Actions to take:
1. From the reflection on the Thomas Merton Center's 2018 work, print everything from "I know many" down to "deeply tangled oppressions.".
2. List every action from 2018 that the reflection on the Thomas Merton Center's work credits to the center or its coalition.
3. Answer these questions using the reflection on the Thomas Merton Center's 2018 work:
(a) In which season did the center help workers recover stolen wages?
(b) What did the picket at the PNC annual shareholders meeting demand?
(c) According to the author, what do Merton's words say we cannot let our work do?

Selected excerpt:
By Gabriel McMorland
I’m grateful for the work the Thomas Merton Center has been able to do in 2018. We helped workers win back more than $10,000 in stolen wages in the winter, and then joined a new campaign with workers who were never paid for construction of luxury housing. Our coalition won the campaign to prevent use of armed officers to collect fares on public transit. We picketed the PNC annual shareholders meeting demanding they divest from nuclear weapons and confronted the mayor and other leaders about the inevitable mass displacement if they succeed in attracting Amazon’s second headquarters. We also joined more than a dozen organizations in holding a beautiful May Day march celebrating immigrants and workers.
In this whirlwind of activity, I found myself returning to a quote from Thomas Merton,
“To allow oneself to be carried away by a multitude of conflicting concerns, to surrender to too many demands, to commit oneself to too many projects, to want to help everyone in everything, is to succumb to the violence of our times.”
In reading Merton’s advice, I hear more than a suggestion to stay well rested and drink eight glasses of water a day. His words tell me we cannot let our work overshadow our humanity. He reminds me that we should discern our own place in larger movements and support the growing leadership of people around us.
I know many of us also feel an urgent need to create focus and efficiency in our turbulent times. I hope this will not lead us into the trap of trying to identify the single most important issue facing all humanity, or the umbrella issue encompassing all other struggles. Instead, let’s approach our own work with strategy and conviction, while helping each other to reflect on how the problems we see arise as symptoms of deeply tangled oppressions.

Referring expression pointing data
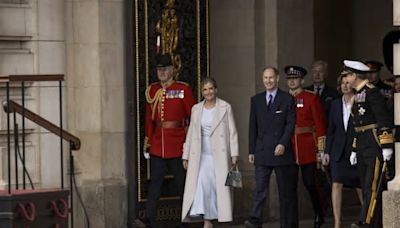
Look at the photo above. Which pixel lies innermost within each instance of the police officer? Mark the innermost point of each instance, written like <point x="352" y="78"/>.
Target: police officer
<point x="319" y="73"/>
<point x="374" y="77"/>
<point x="168" y="109"/>
<point x="310" y="128"/>
<point x="373" y="141"/>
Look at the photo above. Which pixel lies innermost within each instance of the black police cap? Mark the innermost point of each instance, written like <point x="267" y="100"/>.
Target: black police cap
<point x="295" y="71"/>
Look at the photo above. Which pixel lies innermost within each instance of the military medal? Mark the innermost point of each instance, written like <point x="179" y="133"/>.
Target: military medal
<point x="181" y="94"/>
<point x="172" y="94"/>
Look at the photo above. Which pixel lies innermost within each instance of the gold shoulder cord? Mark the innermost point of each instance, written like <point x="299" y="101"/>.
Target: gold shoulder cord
<point x="153" y="101"/>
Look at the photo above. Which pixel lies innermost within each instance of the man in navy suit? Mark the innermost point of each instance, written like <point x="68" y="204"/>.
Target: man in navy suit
<point x="271" y="127"/>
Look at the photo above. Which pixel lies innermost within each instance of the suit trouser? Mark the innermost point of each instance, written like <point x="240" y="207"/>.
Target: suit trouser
<point x="367" y="153"/>
<point x="309" y="176"/>
<point x="286" y="177"/>
<point x="159" y="167"/>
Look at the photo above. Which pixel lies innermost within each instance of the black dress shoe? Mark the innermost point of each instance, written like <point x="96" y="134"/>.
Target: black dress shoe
<point x="318" y="221"/>
<point x="359" y="224"/>
<point x="250" y="224"/>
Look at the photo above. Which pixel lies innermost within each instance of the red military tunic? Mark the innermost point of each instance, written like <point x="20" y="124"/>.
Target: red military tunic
<point x="310" y="127"/>
<point x="167" y="114"/>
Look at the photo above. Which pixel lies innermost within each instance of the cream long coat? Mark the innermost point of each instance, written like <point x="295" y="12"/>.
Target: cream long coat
<point x="224" y="144"/>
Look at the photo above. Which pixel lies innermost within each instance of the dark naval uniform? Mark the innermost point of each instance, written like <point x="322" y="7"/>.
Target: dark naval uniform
<point x="373" y="126"/>
<point x="167" y="116"/>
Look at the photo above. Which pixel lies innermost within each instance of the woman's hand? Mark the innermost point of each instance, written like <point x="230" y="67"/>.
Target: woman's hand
<point x="325" y="159"/>
<point x="185" y="163"/>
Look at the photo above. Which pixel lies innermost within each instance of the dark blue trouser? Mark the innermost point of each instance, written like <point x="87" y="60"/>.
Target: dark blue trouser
<point x="286" y="177"/>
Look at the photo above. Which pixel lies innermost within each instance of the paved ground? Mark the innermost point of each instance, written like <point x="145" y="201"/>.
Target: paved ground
<point x="346" y="222"/>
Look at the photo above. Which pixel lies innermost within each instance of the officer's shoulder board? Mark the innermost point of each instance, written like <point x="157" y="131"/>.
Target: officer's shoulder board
<point x="309" y="91"/>
<point x="370" y="85"/>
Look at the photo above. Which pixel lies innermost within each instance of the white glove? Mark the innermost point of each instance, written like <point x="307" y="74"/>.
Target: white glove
<point x="353" y="158"/>
<point x="387" y="154"/>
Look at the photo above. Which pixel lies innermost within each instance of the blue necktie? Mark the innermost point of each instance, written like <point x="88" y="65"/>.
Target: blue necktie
<point x="269" y="104"/>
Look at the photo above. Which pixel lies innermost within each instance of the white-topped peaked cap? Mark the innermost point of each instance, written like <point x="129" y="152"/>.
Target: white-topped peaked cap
<point x="356" y="66"/>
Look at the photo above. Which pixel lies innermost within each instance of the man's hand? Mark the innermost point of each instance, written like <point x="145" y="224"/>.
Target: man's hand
<point x="185" y="163"/>
<point x="251" y="158"/>
<point x="387" y="154"/>
<point x="353" y="158"/>
<point x="279" y="150"/>
<point x="325" y="159"/>
<point x="234" y="160"/>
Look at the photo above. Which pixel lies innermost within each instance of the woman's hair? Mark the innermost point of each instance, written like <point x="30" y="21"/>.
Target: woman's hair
<point x="208" y="80"/>
<point x="339" y="83"/>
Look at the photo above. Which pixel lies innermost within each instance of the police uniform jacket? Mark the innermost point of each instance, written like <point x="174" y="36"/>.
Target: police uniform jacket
<point x="167" y="115"/>
<point x="310" y="127"/>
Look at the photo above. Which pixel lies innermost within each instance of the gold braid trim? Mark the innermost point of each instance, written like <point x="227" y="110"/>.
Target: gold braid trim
<point x="321" y="143"/>
<point x="386" y="138"/>
<point x="153" y="101"/>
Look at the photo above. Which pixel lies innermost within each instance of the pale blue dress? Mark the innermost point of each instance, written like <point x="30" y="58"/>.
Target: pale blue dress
<point x="205" y="200"/>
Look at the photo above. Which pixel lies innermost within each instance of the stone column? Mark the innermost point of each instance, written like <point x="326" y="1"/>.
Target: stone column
<point x="95" y="100"/>
<point x="391" y="197"/>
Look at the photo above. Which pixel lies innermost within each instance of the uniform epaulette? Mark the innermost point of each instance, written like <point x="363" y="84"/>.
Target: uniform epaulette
<point x="388" y="82"/>
<point x="370" y="85"/>
<point x="309" y="91"/>
<point x="184" y="83"/>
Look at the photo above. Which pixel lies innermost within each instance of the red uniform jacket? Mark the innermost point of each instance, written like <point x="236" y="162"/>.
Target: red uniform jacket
<point x="310" y="127"/>
<point x="167" y="115"/>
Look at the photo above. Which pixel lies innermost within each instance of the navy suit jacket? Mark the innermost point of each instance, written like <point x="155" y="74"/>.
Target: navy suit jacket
<point x="270" y="127"/>
<point x="338" y="141"/>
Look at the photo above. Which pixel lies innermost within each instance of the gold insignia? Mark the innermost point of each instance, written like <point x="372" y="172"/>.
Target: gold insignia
<point x="321" y="143"/>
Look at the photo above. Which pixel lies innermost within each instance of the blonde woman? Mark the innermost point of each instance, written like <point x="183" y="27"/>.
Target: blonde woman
<point x="210" y="150"/>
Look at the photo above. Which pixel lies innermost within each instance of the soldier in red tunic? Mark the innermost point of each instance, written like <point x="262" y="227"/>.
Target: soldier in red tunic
<point x="168" y="109"/>
<point x="309" y="138"/>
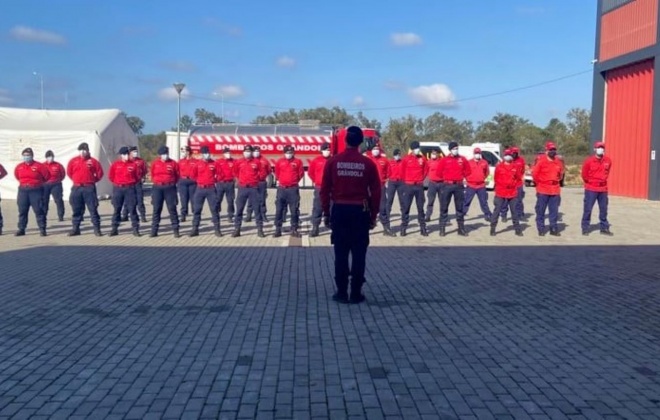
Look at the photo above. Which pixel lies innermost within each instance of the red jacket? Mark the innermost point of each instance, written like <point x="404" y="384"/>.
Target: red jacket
<point x="124" y="173"/>
<point x="84" y="170"/>
<point x="414" y="169"/>
<point x="433" y="170"/>
<point x="547" y="174"/>
<point x="185" y="167"/>
<point x="394" y="172"/>
<point x="478" y="173"/>
<point x="225" y="169"/>
<point x="383" y="166"/>
<point x="265" y="168"/>
<point x="33" y="174"/>
<point x="247" y="171"/>
<point x="453" y="169"/>
<point x="350" y="178"/>
<point x="507" y="176"/>
<point x="164" y="172"/>
<point x="289" y="172"/>
<point x="57" y="172"/>
<point x="595" y="172"/>
<point x="204" y="172"/>
<point x="315" y="170"/>
<point x="141" y="164"/>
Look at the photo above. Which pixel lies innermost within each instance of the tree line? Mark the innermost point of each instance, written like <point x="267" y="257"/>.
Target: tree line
<point x="571" y="134"/>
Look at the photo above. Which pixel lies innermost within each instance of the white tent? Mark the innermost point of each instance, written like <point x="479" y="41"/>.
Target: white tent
<point x="105" y="131"/>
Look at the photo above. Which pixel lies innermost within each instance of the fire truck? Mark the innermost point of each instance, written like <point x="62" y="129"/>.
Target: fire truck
<point x="306" y="137"/>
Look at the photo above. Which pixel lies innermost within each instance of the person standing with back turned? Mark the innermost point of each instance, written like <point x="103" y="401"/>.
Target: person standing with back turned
<point x="350" y="198"/>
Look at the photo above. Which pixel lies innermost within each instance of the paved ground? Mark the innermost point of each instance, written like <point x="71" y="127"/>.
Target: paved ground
<point x="454" y="327"/>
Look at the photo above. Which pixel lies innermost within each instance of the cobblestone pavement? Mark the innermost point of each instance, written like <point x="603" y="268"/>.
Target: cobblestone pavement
<point x="206" y="327"/>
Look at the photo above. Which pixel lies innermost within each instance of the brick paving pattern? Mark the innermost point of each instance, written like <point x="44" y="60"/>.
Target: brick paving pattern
<point x="206" y="327"/>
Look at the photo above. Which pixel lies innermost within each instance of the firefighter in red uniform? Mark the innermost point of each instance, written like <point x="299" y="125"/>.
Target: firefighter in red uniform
<point x="453" y="169"/>
<point x="85" y="172"/>
<point x="520" y="206"/>
<point x="248" y="173"/>
<point x="141" y="164"/>
<point x="394" y="182"/>
<point x="225" y="185"/>
<point x="205" y="173"/>
<point x="164" y="175"/>
<point x="595" y="171"/>
<point x="507" y="175"/>
<point x="435" y="184"/>
<point x="350" y="197"/>
<point x="3" y="173"/>
<point x="547" y="173"/>
<point x="187" y="185"/>
<point x="476" y="184"/>
<point x="288" y="171"/>
<point x="315" y="172"/>
<point x="383" y="166"/>
<point x="54" y="185"/>
<point x="414" y="169"/>
<point x="31" y="176"/>
<point x="124" y="174"/>
<point x="266" y="170"/>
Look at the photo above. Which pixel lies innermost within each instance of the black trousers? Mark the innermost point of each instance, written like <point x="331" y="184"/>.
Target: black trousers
<point x="449" y="191"/>
<point x="161" y="194"/>
<point x="30" y="197"/>
<point x="350" y="238"/>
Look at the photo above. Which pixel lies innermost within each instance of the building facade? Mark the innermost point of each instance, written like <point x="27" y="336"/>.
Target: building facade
<point x="626" y="94"/>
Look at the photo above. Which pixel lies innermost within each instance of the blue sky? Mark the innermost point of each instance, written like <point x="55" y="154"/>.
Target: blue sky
<point x="415" y="57"/>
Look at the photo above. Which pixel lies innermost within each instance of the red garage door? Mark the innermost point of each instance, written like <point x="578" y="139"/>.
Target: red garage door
<point x="628" y="107"/>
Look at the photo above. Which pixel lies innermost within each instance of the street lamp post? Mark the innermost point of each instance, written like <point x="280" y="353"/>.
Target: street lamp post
<point x="179" y="87"/>
<point x="41" y="79"/>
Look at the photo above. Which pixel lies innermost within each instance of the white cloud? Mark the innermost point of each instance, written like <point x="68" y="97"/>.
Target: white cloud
<point x="169" y="94"/>
<point x="230" y="91"/>
<point x="5" y="97"/>
<point x="27" y="34"/>
<point x="286" y="62"/>
<point x="435" y="96"/>
<point x="404" y="39"/>
<point x="358" y="101"/>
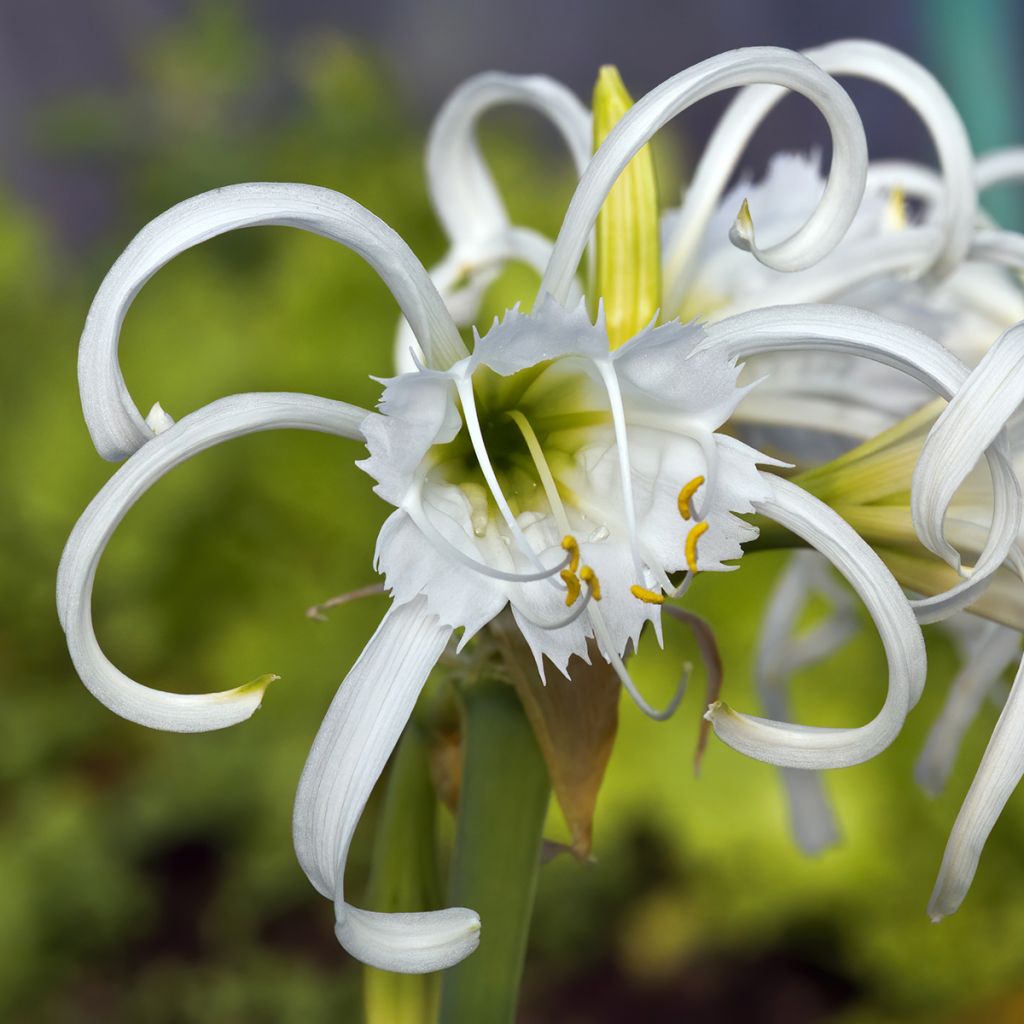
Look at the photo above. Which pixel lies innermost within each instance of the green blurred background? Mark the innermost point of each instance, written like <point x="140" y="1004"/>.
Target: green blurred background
<point x="151" y="878"/>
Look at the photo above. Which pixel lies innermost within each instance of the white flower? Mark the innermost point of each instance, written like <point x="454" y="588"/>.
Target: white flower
<point x="936" y="274"/>
<point x="543" y="470"/>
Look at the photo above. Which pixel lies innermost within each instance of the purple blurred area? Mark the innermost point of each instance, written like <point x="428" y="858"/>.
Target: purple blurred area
<point x="54" y="49"/>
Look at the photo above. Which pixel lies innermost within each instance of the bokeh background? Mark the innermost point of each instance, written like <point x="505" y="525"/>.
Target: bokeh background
<point x="151" y="878"/>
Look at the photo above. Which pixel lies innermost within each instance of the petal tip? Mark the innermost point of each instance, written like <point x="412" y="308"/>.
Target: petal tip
<point x="741" y="232"/>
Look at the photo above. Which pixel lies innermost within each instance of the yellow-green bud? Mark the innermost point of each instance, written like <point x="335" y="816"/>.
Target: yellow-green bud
<point x="628" y="270"/>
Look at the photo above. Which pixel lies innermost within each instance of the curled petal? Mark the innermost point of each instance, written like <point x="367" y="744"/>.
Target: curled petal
<point x="1000" y="770"/>
<point x="1005" y="248"/>
<point x="781" y="652"/>
<point x="462" y="187"/>
<point x="999" y="167"/>
<point x="360" y="729"/>
<point x="966" y="428"/>
<point x="805" y="747"/>
<point x="817" y="237"/>
<point x="915" y="181"/>
<point x="895" y="253"/>
<point x="465" y="274"/>
<point x="115" y="423"/>
<point x="855" y="332"/>
<point x="995" y="648"/>
<point x="217" y="422"/>
<point x="859" y="58"/>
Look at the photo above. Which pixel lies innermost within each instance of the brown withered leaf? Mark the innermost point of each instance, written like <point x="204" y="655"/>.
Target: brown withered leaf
<point x="444" y="759"/>
<point x="574" y="722"/>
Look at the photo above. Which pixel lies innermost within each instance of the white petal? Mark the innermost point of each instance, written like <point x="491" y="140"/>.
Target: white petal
<point x="915" y="181"/>
<point x="812" y="818"/>
<point x="464" y="276"/>
<point x="999" y="167"/>
<point x="896" y="253"/>
<point x="854" y="332"/>
<point x="967" y="427"/>
<point x="859" y="58"/>
<point x="214" y="423"/>
<point x="1000" y="770"/>
<point x="461" y="185"/>
<point x="1005" y="248"/>
<point x="360" y="729"/>
<point x="115" y="423"/>
<point x="744" y="67"/>
<point x="839" y="329"/>
<point x="995" y="648"/>
<point x="803" y="747"/>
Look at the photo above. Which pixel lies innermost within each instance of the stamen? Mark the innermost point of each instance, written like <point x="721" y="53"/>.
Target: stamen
<point x="570" y="545"/>
<point x="895" y="216"/>
<point x="647" y="596"/>
<point x="465" y="388"/>
<point x="589" y="577"/>
<point x="691" y="545"/>
<point x="571" y="582"/>
<point x="610" y="381"/>
<point x="414" y="508"/>
<point x="569" y="619"/>
<point x="687" y="492"/>
<point x="604" y="639"/>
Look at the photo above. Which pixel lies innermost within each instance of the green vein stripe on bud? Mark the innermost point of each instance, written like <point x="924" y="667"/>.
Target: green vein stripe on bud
<point x="629" y="275"/>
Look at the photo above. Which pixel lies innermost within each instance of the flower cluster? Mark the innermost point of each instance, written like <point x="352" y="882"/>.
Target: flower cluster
<point x="585" y="460"/>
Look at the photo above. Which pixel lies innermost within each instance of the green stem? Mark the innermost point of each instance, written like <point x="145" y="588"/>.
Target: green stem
<point x="404" y="877"/>
<point x="502" y="808"/>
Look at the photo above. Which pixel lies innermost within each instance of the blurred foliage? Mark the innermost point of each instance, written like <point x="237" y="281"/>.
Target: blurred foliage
<point x="150" y="877"/>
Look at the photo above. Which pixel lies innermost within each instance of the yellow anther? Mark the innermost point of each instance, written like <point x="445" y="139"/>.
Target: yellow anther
<point x="895" y="217"/>
<point x="687" y="492"/>
<point x="571" y="586"/>
<point x="647" y="596"/>
<point x="691" y="545"/>
<point x="590" y="577"/>
<point x="569" y="544"/>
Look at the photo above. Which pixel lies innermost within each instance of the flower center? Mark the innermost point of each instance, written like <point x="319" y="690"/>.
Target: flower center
<point x="531" y="425"/>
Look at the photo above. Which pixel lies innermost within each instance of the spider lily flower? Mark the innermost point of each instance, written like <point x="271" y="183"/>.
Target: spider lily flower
<point x="578" y="483"/>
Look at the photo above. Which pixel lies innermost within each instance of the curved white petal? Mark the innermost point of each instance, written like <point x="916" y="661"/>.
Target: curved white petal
<point x="115" y="423"/>
<point x="780" y="652"/>
<point x="855" y="332"/>
<point x="860" y="58"/>
<point x="464" y="276"/>
<point x="994" y="648"/>
<point x="804" y="747"/>
<point x="1000" y="770"/>
<point x="462" y="188"/>
<point x="915" y="181"/>
<point x="822" y="230"/>
<point x="999" y="167"/>
<point x="895" y="253"/>
<point x="353" y="743"/>
<point x="1005" y="248"/>
<point x="217" y="422"/>
<point x="966" y="428"/>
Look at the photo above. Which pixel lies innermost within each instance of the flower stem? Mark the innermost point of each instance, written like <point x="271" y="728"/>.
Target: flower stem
<point x="502" y="808"/>
<point x="404" y="877"/>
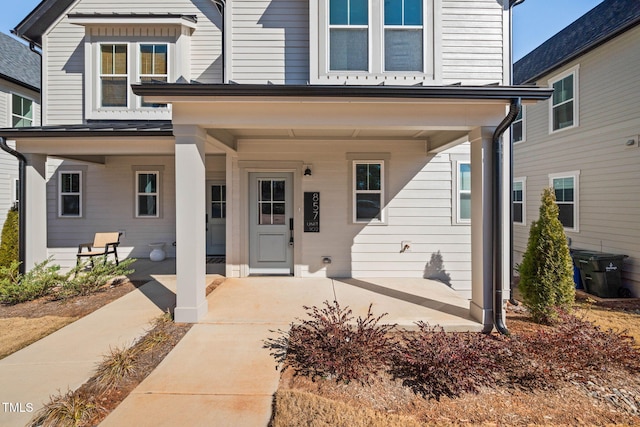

Answers for this exercise:
1.
I know many of us also feel an urgent need to create focus and efficiency in our turbulent times. I hope this will not lead us into the trap of trying to identify the single most important issue facing all humanity, or the umbrella issue encompassing all other struggles. Instead, let’s approach our own work with strategy and conviction, while helping each other to reflect on how the problems we see arise as symptoms of deeply tangled oppressions.

2.
- Helped workers win back more than $10,000 in stolen wages in the winter
- Joined a new campaign with workers who were never paid for construction of luxury housing
- Won, as a coalition, the campaign to prevent use of armed officers to collect fares on public transit
- Picketed the PNC annual shareholders meeting, demanding divestment from nuclear weapons
- Confronted the mayor and other leaders about the mass displacement that attracting Amazon's second headquarters would bring
- Joined more than a dozen organizations in holding a May Day march celebrating immigrants and workers

3.
(a) Winter
(b) That PNC divest from nuclear weapons
(c) Overshadow our humanity